• [Stated goal]:
Quote the part of the passage on the HASOC 2021 shared task that opens with the words containing "HASOC 2021 [5]" and closes with "hate speech/profane/offensive content.".

• [Passage to read]:
○ ○ ○
This makes the classification task additionally more difficult for most progressive frameworks.
HASOC 2021 [5] is a shared task for the identification of hateful and offensive content in English
and Indo-Aryan Languages. We participated in two sub-tasks for English and Hindi language
[6].
The sub task A refers to classifying twitter samples into:
    • H O F Hate and offensive :- contains hate speech/profane/offensive content.
    • N O T Non Hate-offensive :- which does not contain any hate speech, profane, offensive
      content.
The sub task B refers to classifying twitter samples into:
    • H A T E Hate speech :- Posts under this class contain Hate speech content.
    • O F F N Offensive :- Posts under this class contain offensive content.
    • P R F N Profane :- These posts contain profane words.
    • N O N E Non-Hate :- These posts do not contain any hate speech content.
○ ○ ○
• [Dataset content]:
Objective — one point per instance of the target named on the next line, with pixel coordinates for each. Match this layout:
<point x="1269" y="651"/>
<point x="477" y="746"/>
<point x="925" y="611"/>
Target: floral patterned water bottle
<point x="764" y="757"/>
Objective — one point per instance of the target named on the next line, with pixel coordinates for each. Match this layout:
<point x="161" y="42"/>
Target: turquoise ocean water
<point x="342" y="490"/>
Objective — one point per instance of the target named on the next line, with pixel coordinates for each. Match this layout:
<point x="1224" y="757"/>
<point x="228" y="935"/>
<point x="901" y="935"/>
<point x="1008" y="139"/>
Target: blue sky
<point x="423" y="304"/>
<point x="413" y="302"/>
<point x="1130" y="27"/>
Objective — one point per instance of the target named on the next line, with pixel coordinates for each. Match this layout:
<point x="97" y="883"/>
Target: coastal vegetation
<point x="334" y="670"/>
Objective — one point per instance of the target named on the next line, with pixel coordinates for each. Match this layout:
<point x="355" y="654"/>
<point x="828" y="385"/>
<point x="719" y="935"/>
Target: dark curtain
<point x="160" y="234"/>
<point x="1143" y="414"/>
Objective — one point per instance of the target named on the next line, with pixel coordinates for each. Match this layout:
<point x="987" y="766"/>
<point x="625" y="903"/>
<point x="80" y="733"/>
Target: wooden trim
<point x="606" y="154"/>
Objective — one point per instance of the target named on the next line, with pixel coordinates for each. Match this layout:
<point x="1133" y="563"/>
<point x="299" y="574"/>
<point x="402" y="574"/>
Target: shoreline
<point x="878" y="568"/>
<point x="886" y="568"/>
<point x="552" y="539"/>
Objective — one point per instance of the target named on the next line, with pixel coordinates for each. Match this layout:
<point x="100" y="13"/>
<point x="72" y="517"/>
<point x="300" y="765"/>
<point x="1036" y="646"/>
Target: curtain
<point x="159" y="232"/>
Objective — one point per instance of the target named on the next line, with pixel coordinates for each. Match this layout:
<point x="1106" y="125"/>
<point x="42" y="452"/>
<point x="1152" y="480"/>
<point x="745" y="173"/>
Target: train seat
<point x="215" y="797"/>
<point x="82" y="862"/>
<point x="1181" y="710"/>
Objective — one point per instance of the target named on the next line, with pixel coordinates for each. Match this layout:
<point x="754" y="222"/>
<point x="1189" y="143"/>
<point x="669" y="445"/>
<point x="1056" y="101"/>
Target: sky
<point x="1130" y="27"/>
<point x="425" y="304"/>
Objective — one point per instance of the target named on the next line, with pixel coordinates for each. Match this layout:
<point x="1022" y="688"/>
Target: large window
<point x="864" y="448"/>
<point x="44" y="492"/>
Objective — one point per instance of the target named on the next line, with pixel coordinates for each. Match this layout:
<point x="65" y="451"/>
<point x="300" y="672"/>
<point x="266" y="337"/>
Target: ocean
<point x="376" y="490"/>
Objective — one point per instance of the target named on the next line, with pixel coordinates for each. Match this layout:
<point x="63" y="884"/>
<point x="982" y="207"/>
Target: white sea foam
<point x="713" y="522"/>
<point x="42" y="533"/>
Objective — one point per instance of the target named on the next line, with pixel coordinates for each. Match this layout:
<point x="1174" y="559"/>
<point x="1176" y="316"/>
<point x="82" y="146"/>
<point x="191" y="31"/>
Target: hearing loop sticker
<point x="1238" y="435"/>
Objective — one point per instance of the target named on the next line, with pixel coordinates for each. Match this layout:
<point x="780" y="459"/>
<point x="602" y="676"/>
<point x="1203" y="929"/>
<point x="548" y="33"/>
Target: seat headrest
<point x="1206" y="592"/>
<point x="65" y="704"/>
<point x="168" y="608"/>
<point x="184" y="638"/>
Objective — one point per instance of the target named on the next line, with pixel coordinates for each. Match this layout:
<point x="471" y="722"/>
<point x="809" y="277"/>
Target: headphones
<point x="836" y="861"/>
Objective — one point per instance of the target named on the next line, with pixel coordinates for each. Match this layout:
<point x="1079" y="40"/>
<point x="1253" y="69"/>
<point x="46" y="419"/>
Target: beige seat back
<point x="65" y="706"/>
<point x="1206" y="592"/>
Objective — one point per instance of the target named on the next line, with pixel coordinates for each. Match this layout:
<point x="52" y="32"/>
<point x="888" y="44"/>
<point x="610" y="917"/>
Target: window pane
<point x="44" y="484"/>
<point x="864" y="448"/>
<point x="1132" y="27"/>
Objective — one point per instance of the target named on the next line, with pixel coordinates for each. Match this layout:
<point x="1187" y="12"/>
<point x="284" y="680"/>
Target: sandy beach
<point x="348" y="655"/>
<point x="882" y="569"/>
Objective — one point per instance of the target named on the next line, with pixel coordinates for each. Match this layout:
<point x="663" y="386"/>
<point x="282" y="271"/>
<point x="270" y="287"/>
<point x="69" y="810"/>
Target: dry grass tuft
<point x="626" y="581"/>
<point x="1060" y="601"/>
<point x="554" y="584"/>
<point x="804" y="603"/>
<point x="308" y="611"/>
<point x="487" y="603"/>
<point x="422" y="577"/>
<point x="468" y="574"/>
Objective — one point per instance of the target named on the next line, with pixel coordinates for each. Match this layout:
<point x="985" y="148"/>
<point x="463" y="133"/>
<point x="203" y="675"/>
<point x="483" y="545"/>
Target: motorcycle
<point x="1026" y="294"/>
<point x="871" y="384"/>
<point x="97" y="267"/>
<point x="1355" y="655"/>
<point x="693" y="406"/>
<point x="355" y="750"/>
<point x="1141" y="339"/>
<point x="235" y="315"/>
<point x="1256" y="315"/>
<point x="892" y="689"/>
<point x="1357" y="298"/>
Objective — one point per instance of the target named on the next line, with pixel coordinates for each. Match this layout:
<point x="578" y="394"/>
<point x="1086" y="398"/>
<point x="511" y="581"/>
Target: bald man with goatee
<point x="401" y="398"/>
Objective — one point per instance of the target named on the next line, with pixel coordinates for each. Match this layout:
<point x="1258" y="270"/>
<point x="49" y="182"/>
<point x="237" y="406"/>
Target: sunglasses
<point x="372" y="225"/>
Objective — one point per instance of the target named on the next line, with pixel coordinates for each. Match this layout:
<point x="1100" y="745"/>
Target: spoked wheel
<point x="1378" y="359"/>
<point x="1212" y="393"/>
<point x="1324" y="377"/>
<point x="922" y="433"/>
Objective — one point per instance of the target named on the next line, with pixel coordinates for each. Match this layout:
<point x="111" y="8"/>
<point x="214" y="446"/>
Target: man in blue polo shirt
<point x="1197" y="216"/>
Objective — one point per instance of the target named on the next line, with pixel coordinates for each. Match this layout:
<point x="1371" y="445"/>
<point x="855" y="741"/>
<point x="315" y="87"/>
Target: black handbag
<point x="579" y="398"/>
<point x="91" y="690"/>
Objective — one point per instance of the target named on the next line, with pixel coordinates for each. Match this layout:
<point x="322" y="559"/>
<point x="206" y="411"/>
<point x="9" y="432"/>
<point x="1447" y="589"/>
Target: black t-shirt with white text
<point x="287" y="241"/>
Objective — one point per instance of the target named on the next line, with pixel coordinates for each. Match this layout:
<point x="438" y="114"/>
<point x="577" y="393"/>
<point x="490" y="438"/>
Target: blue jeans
○ ○ ○
• [Exercise result]:
HASOC 2021 [5] is a shared task for the identification of hateful and offensive content in English
and Indo-Aryan Languages. We participated in two sub-tasks for English and Hindi language
[6].
The sub task A refers to classifying twitter samples into:
    • H O F Hate and offensive :- contains hate speech/profane/offensive content.